*Extracted text*.
● ● ● ● ● ● ●

Ray Goff, Jim Donnan and Mark Richt, good men all, had their fair shares of golden moments as coach of the Georgia Bulldogs. After the heady days of the early 1980s, they also taught us how losing felt.
I needed that coping skill Saturday as I watched the Dawgs bring their C-minus game to the Benz and lose to Alabama 27-24.
Since Kirby Smart arrived in Athens, we haven’t lost much. He fielded his first team in 2016 and that unit went 8-5. Since then, the Dawgs have gone 85-11 and won back-to-back national titles.
There were high hopes for a unprecedented third straight title but those died with the Bama loss. Georgia finished 12-1, was sixth in the final CFP rankings and will play FSU in the Orange Bowl.
Not a bad year but still a quite a sad end to the glorious run we had been on.
Next year, the long-awaited 12-team playoff begins and I don’t see UGA missing that party as long as Smart is at the helm.
Changing gears, I am sorry that I did not show more sympathy to those of you who have dealt with COVID over the last several years. I had managed to dodge it until recently.
One morning I awoke to find I had sweated through my clothes and bedding. My hair was as wet as if I had just gotten out of the shower.

● ● ● ● ● ● ●

*Recorded data*.
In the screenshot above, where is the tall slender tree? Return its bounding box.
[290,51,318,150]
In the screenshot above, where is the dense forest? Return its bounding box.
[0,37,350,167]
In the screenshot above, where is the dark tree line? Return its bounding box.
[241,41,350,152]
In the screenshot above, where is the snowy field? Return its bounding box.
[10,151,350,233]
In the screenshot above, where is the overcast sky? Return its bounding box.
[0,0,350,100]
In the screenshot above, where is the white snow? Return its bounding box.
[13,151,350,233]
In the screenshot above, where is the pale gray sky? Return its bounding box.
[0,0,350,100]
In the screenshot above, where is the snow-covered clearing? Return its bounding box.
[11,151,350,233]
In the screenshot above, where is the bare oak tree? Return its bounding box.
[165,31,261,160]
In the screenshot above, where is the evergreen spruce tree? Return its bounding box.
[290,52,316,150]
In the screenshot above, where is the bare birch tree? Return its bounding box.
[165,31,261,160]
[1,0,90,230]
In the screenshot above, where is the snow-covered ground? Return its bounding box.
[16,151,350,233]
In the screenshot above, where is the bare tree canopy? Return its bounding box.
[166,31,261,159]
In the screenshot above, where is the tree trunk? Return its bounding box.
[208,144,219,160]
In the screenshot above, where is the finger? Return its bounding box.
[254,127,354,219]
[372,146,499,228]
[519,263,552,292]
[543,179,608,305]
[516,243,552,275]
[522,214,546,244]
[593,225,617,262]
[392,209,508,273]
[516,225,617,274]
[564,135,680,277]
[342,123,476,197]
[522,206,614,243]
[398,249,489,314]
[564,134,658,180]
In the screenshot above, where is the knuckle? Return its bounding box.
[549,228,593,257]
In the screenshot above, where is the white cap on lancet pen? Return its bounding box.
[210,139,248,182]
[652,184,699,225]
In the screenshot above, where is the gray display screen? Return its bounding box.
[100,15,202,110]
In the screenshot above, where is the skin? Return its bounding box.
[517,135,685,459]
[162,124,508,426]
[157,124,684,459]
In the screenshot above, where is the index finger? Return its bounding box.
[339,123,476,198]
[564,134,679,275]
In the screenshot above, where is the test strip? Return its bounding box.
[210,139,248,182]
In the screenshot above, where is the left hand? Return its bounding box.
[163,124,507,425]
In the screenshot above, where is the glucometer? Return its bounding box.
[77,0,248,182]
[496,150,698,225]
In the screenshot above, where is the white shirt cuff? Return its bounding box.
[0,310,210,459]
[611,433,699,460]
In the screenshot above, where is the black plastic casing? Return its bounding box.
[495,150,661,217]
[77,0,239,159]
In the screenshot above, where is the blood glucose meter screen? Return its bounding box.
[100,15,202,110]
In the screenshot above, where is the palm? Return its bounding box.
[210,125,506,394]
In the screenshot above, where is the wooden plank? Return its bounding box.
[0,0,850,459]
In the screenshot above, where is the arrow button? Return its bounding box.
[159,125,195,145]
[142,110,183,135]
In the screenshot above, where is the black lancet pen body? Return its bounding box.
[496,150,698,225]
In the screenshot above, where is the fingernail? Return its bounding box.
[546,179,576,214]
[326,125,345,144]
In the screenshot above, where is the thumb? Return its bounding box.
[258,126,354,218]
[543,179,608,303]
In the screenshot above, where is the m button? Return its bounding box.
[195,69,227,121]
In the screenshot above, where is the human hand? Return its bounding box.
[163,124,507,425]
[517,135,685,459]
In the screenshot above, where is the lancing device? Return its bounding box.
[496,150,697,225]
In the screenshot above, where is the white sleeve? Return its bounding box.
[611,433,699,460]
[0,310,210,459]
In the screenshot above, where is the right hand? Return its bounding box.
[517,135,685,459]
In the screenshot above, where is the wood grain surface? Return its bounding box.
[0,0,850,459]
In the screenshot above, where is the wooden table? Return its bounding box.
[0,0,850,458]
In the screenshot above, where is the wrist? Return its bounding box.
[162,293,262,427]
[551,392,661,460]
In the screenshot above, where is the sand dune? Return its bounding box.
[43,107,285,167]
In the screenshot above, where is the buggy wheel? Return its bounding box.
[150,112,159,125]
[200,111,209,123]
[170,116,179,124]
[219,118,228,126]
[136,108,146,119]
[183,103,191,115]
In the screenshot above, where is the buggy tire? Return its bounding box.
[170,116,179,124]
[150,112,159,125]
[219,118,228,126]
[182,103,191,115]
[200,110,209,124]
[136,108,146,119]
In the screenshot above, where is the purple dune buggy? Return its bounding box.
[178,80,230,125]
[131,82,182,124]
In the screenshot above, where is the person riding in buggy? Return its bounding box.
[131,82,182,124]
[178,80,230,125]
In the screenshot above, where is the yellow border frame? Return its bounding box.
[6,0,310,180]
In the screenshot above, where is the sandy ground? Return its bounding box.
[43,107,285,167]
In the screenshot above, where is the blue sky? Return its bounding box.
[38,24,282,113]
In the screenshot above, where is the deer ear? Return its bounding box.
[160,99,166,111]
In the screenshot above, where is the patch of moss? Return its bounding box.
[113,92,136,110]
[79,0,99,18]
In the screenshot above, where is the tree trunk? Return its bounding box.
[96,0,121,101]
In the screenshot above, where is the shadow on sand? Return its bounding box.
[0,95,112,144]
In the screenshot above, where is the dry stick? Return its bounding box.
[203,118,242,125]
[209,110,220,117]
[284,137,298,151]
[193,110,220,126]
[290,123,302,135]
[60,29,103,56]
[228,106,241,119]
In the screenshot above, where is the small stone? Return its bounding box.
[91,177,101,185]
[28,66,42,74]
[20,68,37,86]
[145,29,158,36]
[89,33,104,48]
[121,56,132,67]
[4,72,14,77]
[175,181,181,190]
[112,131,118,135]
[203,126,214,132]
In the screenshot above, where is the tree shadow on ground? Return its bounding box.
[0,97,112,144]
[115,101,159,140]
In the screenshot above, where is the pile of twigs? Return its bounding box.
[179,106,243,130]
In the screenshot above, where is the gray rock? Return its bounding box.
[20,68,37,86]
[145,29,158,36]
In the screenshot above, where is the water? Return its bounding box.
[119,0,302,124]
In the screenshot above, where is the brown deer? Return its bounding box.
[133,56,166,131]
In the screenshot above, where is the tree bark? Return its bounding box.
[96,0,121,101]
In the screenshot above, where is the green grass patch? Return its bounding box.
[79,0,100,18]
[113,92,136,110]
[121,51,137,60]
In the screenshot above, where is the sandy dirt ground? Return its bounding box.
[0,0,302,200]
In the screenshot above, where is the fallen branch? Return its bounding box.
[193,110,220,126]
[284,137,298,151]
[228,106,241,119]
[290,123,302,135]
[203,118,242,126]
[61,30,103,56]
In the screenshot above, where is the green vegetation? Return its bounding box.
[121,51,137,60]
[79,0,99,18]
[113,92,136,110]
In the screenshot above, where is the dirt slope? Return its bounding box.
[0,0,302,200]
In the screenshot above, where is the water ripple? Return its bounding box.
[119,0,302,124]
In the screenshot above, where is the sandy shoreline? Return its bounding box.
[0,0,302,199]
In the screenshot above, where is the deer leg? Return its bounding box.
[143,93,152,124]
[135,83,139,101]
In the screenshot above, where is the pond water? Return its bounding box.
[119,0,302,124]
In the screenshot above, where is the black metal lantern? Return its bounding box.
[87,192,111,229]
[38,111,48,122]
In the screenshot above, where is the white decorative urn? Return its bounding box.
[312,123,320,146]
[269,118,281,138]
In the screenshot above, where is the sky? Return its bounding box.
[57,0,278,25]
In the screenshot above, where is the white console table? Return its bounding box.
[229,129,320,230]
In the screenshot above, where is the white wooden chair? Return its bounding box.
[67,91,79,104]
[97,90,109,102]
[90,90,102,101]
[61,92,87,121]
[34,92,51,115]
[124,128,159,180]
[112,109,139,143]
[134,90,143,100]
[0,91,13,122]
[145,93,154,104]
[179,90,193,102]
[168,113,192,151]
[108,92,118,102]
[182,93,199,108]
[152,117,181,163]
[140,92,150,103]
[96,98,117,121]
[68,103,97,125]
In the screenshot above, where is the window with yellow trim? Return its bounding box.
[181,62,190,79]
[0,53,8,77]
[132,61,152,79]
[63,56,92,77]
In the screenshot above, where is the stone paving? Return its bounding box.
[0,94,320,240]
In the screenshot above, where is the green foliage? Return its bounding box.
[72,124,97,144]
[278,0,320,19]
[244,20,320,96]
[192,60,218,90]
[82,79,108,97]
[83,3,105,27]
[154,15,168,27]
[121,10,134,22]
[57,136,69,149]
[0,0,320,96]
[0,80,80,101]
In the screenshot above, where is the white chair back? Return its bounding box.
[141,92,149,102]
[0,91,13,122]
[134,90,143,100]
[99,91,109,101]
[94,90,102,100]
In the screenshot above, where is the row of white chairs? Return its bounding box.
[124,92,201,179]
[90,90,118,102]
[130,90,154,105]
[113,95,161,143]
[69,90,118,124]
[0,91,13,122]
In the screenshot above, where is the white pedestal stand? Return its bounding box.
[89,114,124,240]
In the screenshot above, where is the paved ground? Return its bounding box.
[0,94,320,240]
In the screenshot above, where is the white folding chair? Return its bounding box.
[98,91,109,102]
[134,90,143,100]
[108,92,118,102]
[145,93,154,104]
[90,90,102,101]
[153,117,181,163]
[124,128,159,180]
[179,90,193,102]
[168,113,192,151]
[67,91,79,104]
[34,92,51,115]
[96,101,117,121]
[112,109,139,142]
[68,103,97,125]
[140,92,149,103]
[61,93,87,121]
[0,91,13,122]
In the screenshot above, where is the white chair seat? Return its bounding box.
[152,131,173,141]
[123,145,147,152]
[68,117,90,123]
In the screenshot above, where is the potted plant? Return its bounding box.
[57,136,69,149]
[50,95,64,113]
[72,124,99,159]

● ● ● ● ● ● ●

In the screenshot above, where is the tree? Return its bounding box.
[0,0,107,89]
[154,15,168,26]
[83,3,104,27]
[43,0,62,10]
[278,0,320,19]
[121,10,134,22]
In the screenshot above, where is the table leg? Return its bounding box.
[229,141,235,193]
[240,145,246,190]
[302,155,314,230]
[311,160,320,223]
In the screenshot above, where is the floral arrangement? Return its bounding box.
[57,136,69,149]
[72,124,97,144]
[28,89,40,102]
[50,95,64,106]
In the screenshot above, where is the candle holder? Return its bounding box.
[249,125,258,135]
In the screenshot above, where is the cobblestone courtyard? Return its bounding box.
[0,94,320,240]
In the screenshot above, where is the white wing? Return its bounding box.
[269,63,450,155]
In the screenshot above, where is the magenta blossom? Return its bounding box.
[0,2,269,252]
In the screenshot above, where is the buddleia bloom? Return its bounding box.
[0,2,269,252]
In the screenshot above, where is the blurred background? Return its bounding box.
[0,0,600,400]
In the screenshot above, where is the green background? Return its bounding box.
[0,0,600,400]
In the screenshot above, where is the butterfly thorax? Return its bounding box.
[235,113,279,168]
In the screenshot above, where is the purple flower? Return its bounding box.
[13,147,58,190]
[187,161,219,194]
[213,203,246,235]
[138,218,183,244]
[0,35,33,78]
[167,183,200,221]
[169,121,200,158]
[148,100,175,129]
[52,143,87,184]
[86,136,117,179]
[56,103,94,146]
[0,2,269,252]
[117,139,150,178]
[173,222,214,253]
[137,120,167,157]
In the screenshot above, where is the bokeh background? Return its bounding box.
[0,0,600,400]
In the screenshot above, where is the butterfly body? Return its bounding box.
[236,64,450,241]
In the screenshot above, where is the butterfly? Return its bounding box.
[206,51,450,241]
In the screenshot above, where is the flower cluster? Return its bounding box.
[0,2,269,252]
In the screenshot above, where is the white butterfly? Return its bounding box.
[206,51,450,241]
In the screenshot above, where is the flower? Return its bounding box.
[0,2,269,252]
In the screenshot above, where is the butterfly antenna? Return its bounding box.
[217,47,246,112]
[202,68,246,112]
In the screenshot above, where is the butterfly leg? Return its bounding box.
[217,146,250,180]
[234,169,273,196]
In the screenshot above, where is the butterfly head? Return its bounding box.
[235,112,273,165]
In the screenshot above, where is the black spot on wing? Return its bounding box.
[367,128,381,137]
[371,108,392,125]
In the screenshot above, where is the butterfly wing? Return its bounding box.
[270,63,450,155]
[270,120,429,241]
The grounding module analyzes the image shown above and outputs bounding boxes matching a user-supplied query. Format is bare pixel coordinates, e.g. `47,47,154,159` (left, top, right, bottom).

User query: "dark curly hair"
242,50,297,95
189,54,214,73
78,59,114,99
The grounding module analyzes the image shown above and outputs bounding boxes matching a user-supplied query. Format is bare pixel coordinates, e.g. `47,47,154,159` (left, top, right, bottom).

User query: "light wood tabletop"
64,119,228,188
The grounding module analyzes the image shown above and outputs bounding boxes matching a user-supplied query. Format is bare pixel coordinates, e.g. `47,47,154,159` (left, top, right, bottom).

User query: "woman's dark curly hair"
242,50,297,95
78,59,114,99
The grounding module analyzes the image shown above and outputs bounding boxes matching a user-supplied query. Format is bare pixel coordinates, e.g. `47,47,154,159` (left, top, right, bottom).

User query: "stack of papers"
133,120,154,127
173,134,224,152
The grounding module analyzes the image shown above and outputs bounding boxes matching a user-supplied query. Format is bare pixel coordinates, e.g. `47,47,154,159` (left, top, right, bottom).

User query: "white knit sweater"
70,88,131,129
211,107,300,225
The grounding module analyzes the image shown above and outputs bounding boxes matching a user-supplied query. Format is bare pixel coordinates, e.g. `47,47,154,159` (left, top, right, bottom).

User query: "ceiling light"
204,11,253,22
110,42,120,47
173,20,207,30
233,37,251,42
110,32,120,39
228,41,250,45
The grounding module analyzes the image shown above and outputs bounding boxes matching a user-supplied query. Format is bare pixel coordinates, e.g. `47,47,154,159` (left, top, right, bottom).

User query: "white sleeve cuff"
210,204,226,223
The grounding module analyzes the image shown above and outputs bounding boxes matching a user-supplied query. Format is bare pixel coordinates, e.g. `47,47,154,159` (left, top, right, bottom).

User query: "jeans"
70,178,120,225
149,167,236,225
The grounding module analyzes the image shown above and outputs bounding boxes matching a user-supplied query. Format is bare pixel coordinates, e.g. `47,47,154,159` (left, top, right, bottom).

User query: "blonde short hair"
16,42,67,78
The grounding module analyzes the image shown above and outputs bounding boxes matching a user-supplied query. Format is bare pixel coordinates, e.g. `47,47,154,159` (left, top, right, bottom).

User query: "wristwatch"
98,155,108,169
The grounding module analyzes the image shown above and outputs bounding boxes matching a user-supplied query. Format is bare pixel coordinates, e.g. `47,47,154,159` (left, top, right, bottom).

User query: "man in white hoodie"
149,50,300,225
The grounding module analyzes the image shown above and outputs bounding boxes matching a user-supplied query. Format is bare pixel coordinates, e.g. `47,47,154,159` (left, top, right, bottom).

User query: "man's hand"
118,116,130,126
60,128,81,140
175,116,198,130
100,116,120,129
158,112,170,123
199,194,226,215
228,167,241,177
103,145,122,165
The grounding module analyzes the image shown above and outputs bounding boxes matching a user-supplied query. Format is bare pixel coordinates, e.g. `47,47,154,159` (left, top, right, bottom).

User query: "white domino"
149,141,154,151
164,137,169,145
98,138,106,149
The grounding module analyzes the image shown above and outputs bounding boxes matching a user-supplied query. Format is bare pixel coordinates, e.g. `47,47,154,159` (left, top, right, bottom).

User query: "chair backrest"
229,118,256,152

● ● ● ● ● ● ●

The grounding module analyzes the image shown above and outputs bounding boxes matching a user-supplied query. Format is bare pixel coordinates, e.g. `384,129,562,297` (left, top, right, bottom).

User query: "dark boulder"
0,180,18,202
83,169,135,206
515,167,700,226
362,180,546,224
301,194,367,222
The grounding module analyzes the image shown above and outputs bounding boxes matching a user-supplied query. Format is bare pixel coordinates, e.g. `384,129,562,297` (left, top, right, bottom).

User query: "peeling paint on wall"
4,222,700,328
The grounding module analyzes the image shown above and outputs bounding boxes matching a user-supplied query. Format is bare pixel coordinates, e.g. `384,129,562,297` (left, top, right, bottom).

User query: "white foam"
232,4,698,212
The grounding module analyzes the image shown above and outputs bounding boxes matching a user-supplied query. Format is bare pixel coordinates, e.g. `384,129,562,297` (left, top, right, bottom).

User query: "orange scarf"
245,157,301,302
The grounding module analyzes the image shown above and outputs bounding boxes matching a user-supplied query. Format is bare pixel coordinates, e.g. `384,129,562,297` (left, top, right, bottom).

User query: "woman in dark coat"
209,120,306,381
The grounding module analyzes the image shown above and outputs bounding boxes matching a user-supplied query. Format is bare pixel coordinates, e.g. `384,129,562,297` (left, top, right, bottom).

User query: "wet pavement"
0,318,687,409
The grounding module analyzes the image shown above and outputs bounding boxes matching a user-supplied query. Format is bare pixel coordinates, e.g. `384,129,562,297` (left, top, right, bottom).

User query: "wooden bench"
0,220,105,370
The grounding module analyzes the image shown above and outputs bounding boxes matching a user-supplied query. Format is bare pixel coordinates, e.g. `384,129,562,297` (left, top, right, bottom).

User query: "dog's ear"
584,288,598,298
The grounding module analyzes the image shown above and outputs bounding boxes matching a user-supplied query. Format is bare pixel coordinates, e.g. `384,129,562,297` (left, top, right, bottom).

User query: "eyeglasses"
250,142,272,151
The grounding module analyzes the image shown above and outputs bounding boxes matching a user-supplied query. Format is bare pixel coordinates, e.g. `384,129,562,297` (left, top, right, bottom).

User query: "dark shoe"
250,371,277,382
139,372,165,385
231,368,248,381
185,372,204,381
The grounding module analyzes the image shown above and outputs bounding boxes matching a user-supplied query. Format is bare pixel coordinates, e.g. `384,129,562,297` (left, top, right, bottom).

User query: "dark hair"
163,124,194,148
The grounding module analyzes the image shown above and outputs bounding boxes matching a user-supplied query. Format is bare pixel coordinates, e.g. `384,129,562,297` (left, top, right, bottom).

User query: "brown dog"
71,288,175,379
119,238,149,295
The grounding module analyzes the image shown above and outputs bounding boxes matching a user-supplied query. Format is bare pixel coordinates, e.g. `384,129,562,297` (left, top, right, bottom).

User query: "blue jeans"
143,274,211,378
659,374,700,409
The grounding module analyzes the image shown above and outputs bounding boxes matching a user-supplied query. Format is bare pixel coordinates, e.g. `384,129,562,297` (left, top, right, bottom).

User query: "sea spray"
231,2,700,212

● ● ● ● ● ● ●

*Explore the material*.
(1) Copy the Georgia Bulldogs column from "Not a bad year" to "of the shower.".
(2) Write the next part of the Georgia Bulldogs column, picking up after its final sentence.

*Solved problems*.
(1)
Not a bad year but still a quite a sad end to the glorious run we had been on.
Next year, the long-awaited 12-team playoff begins and I don’t see UGA missing that party as long as Smart is at the helm.
Changing gears, I am sorry that I did not show more sympathy to those of you who have dealt with COVID over the last several years. I had managed to dodge it until recently.
One morning I awoke to find I had sweated through my clothes and bedding. My hair was as wet as if I had just gotten out of the shower.

(2)
I was trying to get a clean test so I could go to my Mama’s house in Savannah and be with the daughters who were coming in from New York and Nashville and other extended family. So, I took the antiviral Paxlovid which was three pills each morning and three more each evening for five days.
I felt bad before I took the drug but mostly suffered fatigue and a headache. The Paxlovid took away my senses of smell and taste and all my energy but it accomplished its purpose and we had a great family Thanksgiving.
I have never been so fatigued. At the time of this writing, two weeks after testing negative, I still get easily fatigued and have occasional chills or sweats.
If you have not had COVID, I hope you steer clear of it. If you have, please feel free to share your experience.